▽

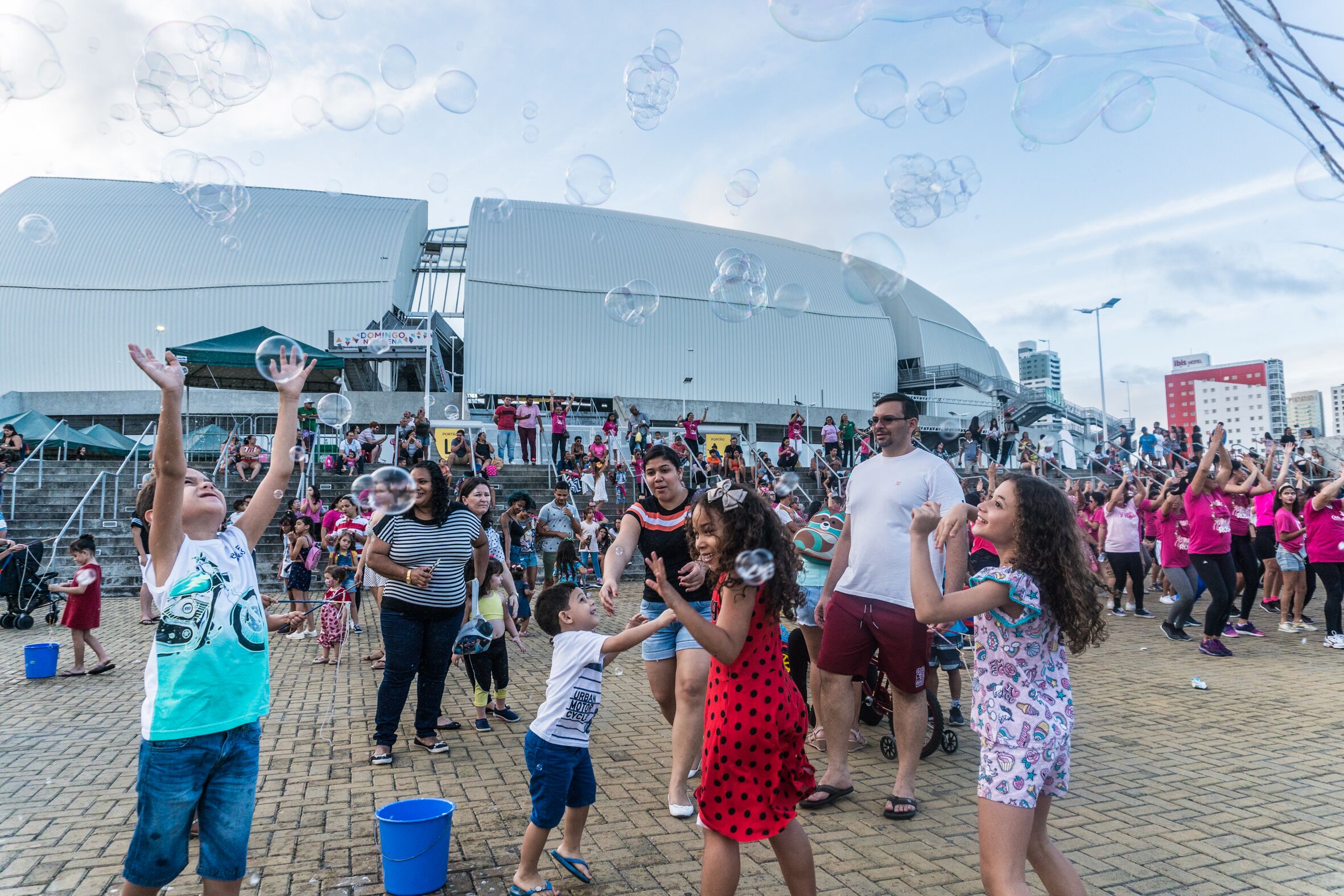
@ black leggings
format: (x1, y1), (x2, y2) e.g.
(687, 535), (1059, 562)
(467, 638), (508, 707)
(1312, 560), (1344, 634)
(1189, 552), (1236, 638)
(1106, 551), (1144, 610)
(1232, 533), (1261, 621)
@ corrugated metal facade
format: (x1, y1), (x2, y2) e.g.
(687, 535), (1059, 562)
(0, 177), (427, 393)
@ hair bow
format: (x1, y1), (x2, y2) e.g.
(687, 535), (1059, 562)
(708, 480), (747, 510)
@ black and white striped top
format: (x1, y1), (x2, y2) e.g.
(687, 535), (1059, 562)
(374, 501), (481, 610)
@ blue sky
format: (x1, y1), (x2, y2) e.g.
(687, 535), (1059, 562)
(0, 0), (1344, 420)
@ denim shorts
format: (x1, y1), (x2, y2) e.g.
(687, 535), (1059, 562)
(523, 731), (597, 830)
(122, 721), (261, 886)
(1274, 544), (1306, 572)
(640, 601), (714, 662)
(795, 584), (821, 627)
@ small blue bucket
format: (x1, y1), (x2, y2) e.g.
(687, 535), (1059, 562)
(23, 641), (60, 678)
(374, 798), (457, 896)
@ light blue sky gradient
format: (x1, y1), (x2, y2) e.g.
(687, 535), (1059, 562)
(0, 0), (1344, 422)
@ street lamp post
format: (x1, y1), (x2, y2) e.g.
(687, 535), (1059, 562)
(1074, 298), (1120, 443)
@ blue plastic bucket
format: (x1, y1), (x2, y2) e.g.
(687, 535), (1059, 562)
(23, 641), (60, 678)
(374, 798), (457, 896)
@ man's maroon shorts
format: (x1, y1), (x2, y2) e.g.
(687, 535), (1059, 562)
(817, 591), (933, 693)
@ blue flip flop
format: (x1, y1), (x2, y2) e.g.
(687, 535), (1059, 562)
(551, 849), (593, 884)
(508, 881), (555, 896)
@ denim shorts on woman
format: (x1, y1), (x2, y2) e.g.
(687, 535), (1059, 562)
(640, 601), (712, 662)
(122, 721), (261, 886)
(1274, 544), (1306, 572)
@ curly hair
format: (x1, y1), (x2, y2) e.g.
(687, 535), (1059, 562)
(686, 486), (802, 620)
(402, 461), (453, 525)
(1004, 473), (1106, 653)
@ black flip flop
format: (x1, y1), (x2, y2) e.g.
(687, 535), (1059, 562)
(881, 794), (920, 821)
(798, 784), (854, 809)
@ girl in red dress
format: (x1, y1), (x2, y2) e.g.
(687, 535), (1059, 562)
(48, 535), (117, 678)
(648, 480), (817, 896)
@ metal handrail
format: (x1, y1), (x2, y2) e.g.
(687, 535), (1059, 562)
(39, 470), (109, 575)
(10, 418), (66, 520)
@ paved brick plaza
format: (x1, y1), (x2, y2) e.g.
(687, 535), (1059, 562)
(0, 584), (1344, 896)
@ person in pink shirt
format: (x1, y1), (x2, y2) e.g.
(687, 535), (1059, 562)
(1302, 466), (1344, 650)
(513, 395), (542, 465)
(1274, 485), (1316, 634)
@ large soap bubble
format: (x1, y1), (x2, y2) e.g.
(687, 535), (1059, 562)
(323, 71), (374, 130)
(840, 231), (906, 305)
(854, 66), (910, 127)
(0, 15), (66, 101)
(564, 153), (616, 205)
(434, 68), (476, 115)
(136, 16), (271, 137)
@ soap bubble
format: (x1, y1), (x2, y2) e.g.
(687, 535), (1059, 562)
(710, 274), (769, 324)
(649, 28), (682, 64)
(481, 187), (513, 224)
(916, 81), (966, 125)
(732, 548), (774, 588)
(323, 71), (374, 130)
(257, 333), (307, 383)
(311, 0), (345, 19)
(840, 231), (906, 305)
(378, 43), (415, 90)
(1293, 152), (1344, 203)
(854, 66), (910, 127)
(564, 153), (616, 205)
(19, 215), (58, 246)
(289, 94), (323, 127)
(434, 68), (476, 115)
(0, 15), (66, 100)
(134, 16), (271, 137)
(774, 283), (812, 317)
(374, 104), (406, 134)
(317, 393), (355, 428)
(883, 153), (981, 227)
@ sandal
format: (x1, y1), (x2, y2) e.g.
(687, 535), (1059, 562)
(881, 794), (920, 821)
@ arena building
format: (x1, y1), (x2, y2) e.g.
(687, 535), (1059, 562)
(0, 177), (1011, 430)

△
▽

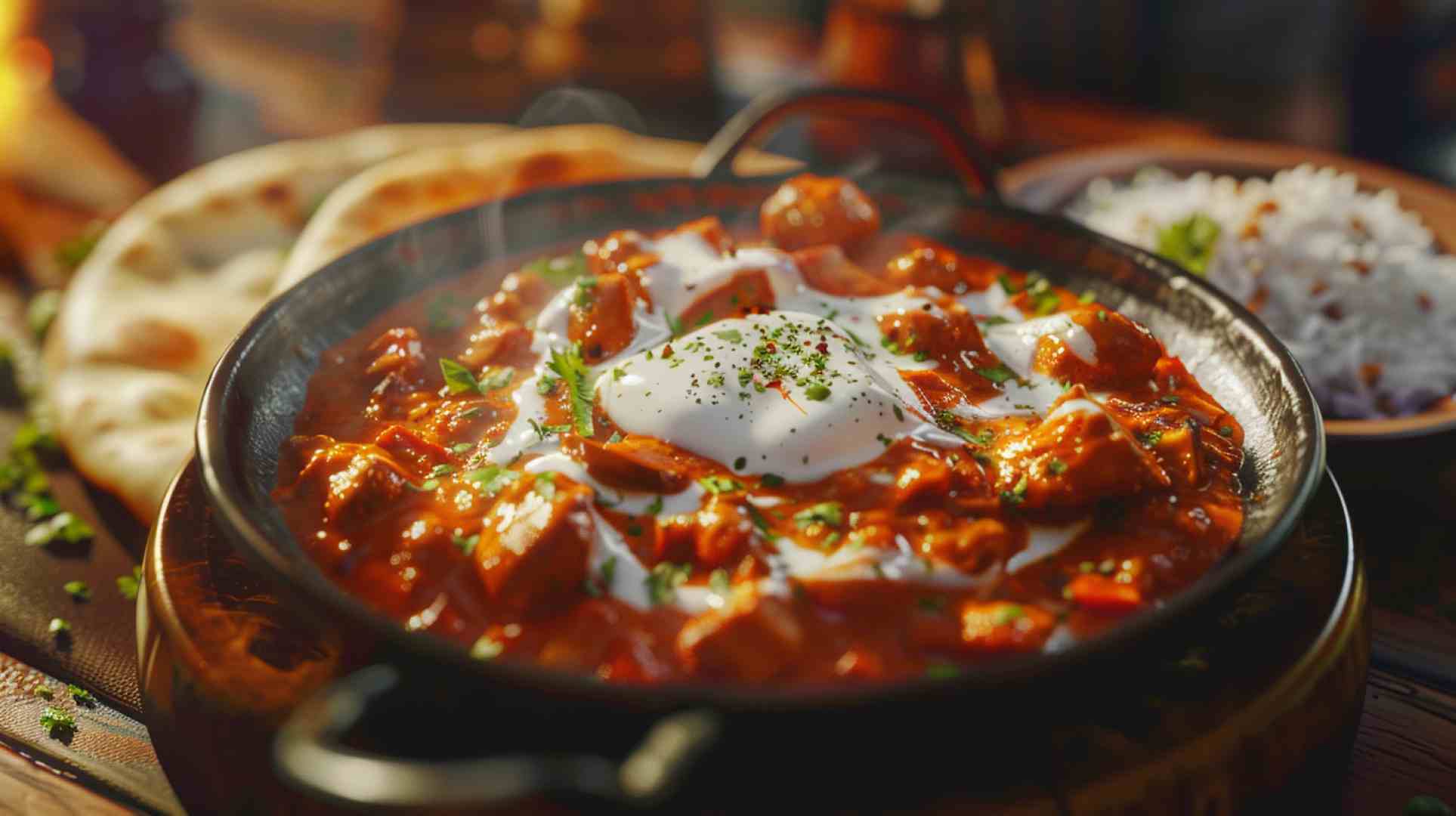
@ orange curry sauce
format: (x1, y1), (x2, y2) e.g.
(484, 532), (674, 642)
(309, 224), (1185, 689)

△

### What you have to do
Report every line in the entries above that contains the word "metal". Case counts.

### Solution to this task
@ corrugated metal facade
@ metal handrail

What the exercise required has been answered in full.